### Data excerpts ###

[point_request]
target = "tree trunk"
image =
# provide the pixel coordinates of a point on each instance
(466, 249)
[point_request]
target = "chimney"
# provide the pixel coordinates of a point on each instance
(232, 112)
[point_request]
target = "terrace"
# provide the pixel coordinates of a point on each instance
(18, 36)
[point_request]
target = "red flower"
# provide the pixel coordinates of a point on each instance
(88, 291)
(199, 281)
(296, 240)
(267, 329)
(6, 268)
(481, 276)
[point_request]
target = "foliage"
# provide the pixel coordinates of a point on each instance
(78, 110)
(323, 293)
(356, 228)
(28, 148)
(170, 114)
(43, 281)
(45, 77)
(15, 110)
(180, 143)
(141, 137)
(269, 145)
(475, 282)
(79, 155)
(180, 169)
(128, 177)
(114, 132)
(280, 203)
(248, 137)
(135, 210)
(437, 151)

###

> _Exercise objective_: Every record above needs to be restated exactly.

> _Task result_:
[point_request]
target = "tree trunk"
image =
# provide the pixel coordinates of a point on each instance
(466, 249)
[point_request]
target = "chimney"
# provide the pixel coordinates of a point on each instance
(232, 112)
[point_request]
target = "terrace"
# provide the pixel coordinates of a point on each instance
(18, 36)
[point_request]
target = "red flower"
# provide the pixel coordinates of a point on each instance
(88, 291)
(199, 281)
(296, 240)
(267, 329)
(6, 268)
(481, 276)
[point_request]
target = "foliage"
# provide the pixel coordinates of a point on each instance
(78, 110)
(323, 293)
(356, 228)
(28, 148)
(170, 114)
(43, 281)
(45, 77)
(15, 110)
(180, 143)
(141, 137)
(269, 145)
(475, 282)
(79, 155)
(180, 169)
(128, 177)
(114, 132)
(280, 203)
(248, 137)
(135, 210)
(437, 151)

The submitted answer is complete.